PROBLEM STATEMENT: Turn the data below into a JSON list of strings with one string per line, leaving out blank lines.

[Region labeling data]

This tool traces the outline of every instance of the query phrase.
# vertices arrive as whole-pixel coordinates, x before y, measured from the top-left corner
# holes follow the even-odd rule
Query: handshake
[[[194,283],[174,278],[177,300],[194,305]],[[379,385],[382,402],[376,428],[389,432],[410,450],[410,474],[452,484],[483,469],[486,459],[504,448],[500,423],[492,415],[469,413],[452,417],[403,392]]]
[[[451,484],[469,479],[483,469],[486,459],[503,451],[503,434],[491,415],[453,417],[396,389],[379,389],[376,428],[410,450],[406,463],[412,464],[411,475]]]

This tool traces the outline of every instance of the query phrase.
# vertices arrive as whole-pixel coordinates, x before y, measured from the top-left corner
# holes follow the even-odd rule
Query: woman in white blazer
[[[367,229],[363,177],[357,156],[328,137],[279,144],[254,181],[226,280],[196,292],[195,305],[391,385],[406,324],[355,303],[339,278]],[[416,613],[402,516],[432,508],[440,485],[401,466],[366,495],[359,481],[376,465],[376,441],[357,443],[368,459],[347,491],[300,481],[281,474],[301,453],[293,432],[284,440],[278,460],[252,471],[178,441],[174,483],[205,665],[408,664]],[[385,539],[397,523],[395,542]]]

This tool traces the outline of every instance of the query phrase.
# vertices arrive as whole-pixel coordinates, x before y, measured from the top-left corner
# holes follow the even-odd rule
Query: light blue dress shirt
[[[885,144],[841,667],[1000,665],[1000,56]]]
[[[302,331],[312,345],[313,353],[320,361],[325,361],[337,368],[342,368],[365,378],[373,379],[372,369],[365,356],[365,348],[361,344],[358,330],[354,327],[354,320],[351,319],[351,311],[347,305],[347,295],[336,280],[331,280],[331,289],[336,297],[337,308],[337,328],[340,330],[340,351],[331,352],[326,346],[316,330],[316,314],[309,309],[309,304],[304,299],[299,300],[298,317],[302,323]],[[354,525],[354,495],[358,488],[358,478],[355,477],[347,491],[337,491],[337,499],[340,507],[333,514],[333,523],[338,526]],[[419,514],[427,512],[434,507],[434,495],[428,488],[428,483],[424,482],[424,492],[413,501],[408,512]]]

RESULT FOR THIS EXERCISE:
[
  "This tool traces the outline of every instance of the query phrase.",
  "# vertices arrive as whole-pixel coordinates, x before y, measured from the top-left corner",
  "# holes follow the even-odd rule",
  "Query: handshake",
  "[[[194,283],[174,278],[177,300],[194,305]],[[379,385],[382,402],[376,428],[389,432],[410,450],[410,474],[452,484],[483,469],[486,459],[504,448],[500,423],[492,415],[469,413],[452,417],[403,392]]]",
  "[[[451,484],[469,479],[483,469],[486,459],[503,451],[503,434],[491,415],[453,417],[396,389],[379,389],[376,428],[410,450],[406,463],[412,464],[411,475]]]",
  "This tool traces the outline of every instance of the query phrase.",
  "# vertices arrive as whole-pixel coordinates, x before y, measured from the top-left corner",
  "# holes follow the even-odd rule",
  "Query: woman in white blazer",
  "[[[367,229],[363,177],[357,156],[328,137],[279,144],[254,181],[226,280],[196,292],[195,305],[391,385],[406,324],[355,303],[339,278]],[[416,613],[402,516],[432,508],[440,485],[401,466],[366,495],[359,481],[376,465],[376,441],[357,443],[368,459],[347,491],[300,481],[281,474],[301,453],[293,432],[284,440],[278,460],[252,471],[178,441],[174,483],[205,665],[408,664]],[[385,539],[397,523],[395,542]]]",
  "This tool traces the outline of every instance of the query phrase.",
  "# vertices arrive as whole-pixel coordinates, x before y, measured from the top-left corner",
  "# holes follow the even-odd rule",
  "Query: light blue dress shirt",
  "[[[885,144],[841,667],[1000,665],[1000,56]]]",
  "[[[302,331],[312,345],[313,353],[320,361],[325,361],[337,368],[342,368],[365,378],[373,379],[372,369],[365,356],[365,348],[361,344],[358,330],[354,327],[354,320],[351,319],[351,311],[347,305],[347,295],[336,280],[331,280],[331,289],[336,297],[337,308],[337,328],[340,330],[340,351],[331,352],[326,346],[316,330],[316,314],[309,309],[309,304],[304,299],[299,300],[298,317],[302,323]],[[354,525],[354,495],[358,488],[358,478],[355,477],[347,491],[337,491],[337,499],[340,507],[333,514],[333,523],[338,526]],[[419,514],[427,512],[434,507],[434,495],[428,488],[428,483],[424,482],[424,492],[413,501],[408,512]]]"
]